JOB 1 – Write out the stretch of the set theory passage from "Sets are determined" through "the same sets.".
JOB 2 – Rewrite the stretch of the entries from the line containing "Placement rule: one point per instance of the aircraft" through the end of the entries, putting "beacon" in place of "antenna" and changing nothing else.

EXTRACT TO READ –
* * * * * * * * *

# The axioms of Zermelo-Fraenkel set theory

Zermelo-Frankel set theory with axiom of choice ($\text{ZFC}$) is the standard collection of axioms used by set theorists. The formal language used to express each axiom is first-order with equality ($=$) together with one binary relation symbol, $\in$, intended to denote set membership. The axiom of the null set and the schema of separation are superseded by later, more inclusive axioms.

## Axioms

### Extensionality

Sets are determined uniquely by their elements. This is expressed formally as $$ \forall x \forall y \big(\forall z (z\in x\leftrightarrow z\in y)\rightarrow x=y\big).$$

The “$\rightarrow$” can be replaced by “$\leftrightarrow$”, but the $\leftarrow$ direction is a theorem of logic. Optionally, the axiom of extensionality can serve as a definition of equality, and a different axiom can be used in its place: $$\forall x \forall y \big(\forall a (a \in x \leftrightarrow a \in y) \rightarrow \forall b (x \in b \leftrightarrow y \in b)\big)$$

meaning that sets with the same elements belong to the same sets.

* * * * * * * * *

EXCERPTED DATA –
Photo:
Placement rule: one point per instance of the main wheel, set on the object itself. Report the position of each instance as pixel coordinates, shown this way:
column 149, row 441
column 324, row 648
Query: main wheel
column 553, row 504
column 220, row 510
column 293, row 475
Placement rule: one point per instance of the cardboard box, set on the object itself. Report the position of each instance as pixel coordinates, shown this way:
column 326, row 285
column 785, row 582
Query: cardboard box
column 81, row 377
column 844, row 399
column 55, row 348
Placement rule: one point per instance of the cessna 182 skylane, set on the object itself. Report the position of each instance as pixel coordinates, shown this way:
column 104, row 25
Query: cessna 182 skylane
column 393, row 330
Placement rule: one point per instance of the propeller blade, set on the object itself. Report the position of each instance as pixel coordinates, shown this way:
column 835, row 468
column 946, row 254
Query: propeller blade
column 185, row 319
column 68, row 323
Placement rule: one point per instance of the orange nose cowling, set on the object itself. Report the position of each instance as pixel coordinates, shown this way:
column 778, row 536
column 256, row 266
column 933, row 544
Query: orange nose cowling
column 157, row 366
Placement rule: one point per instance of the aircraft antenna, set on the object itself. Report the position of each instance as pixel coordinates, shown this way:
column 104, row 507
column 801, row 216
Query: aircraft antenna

* * * * * * * * *

WRITTEN REPLY 1 –
Sets are determined uniquely by their elements. This is expressed formally as $$ \forall x \forall y \big(\forall z (z\in x\leftrightarrow z\in y)\rightarrow x=y\big).$$

The “$\rightarrow$” can be replaced by “$\leftrightarrow$”, but the $\leftarrow$ direction is a theorem of logic. Optionally, the axiom of extensionality can serve as a definition of equality, and a different axiom can be used in its place: $$\forall x \forall y \big(\forall a (a \in x \leftrightarrow a \in y) \rightarrow \forall b (x \in b \leftrightarrow y \in b)\big)$$

meaning that sets with the same elements belong to the same sets.

WRITTEN REPLY 2 –
Placement rule: one point per instance of the aircraft beacon, set on the object itself. Report the position of each instance as pixel coordinates, shown this way:
column 104, row 507
column 801, row 216
Query: aircraft beacon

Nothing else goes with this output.